§ **Instrucción 1**: Indica cuántas líneas de los registros contienen la cadena "surface". Responde solo con el número.
++++
El Apóstol, a su vez, se hace eco de su Maestro: «Todos los que quieren vivir piadosamente en Cristo padecerán persecución»; pero termina diciendo el Señor, «bienaventurados los que padecen persecución por la justicia, porque de ellos es el reino de los cielos. Cuando os maldijeren y persiguieren y se hubieren dicho contra vos todos los males imaginables sin razón y por mi causa, regocijaos, alegraos porque vuestra recompensa es grande en el Reino de los cielos y tened presentes a los Profetas, que antes que vosotros fueron también perseguidos». Y ¿qué fin se propone la Providencia con estas pruebas purificadoras? Quiere señalar todas sus obras con el sello de la cruz, despojarnos de la estima y afecto propio, formarnos en la paciencia, en el perfecto abandono, en la caridad sólo por amor de Dios, consumar la santidad de sus mejores amigos. Jesús humilde, despreciado, víctima de la iniquidad, pero manso y humilde de corazón en medio de los ultrajes, amante y abnegado hasta la total efusión de su sangre a pesar de todas las injusticias y perfidias, es el Maestro que nos muestra el camino, el Modelo al que el Espíritu Santo ha encargado la misión de hacernos semejantes.
La Providencia emplea a los buenos y a los malos como instrumento para reproducir en nosotros a Jesús ultrajado, vilipendiado, tratado indignamente; pero al propio tiempo el Espíritu Santo nos ofrece la gracia, obra en nosotros para hacernos imitar fielmente a Jesús manso y humilde de corazón, a Jesús lleno de dulzura y de heroica caridad. Caminar con paso resuelto por las huellas de Jesús perseguido, es entrar en las vías de la santidad. Murmurar, quejarse y andar con repugnancia, es arrastrarse penosamente en la mediocridad.
++++
§ **Instrucción 2**: Cita, por favor, el fragmento del texto sobre la persecución que empieza con "La Providencia emplea" y sigue hasta "en la mediocridad.".

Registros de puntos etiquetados
++++
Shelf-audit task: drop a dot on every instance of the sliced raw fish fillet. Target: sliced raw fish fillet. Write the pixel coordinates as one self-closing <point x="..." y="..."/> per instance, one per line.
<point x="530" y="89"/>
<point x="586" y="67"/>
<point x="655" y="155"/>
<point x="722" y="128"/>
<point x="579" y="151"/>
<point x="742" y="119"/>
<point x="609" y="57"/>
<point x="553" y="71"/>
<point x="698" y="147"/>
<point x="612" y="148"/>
++++
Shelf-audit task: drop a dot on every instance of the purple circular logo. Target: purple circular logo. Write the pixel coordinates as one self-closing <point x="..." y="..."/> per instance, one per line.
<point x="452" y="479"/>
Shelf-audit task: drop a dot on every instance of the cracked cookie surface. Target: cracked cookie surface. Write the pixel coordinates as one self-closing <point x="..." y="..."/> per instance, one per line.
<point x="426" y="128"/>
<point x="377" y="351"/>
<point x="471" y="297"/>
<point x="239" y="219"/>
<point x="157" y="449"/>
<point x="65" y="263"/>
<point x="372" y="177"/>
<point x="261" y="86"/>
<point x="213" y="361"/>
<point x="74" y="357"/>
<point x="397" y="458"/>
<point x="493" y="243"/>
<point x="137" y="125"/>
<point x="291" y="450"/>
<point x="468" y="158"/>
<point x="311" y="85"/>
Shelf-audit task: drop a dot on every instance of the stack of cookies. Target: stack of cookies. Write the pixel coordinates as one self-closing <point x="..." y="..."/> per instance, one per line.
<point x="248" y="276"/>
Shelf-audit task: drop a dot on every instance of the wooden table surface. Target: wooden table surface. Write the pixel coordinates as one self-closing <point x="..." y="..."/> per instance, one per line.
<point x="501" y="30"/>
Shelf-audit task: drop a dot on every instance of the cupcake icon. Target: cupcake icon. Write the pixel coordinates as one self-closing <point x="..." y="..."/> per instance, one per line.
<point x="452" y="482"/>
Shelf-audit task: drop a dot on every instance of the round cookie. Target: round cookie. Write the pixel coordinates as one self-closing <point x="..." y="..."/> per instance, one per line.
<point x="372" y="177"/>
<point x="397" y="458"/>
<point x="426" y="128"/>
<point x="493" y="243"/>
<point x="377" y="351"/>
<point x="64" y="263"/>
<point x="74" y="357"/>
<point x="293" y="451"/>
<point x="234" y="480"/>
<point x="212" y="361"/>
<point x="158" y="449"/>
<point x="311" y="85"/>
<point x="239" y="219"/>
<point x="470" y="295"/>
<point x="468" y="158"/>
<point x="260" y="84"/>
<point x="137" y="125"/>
++++
§ **Solución completa 1**: 2

§ **Solución completa 2**:
La Providencia emplea a los buenos y a los malos como instrumento para reproducir en nosotros a Jesús ultrajado, vilipendiado, tratado indignamente; pero al propio tiempo el Espíritu Santo nos ofrece la gracia, obra en nosotros para hacernos imitar fielmente a Jesús manso y humilde de corazón, a Jesús lleno de dulzura y de heroica caridad. Caminar con paso resuelto por las huellas de Jesús perseguido, es entrar en las vías de la santidad. Murmurar, quejarse y andar con repugnancia, es arrastrarse penosamente en la mediocridad.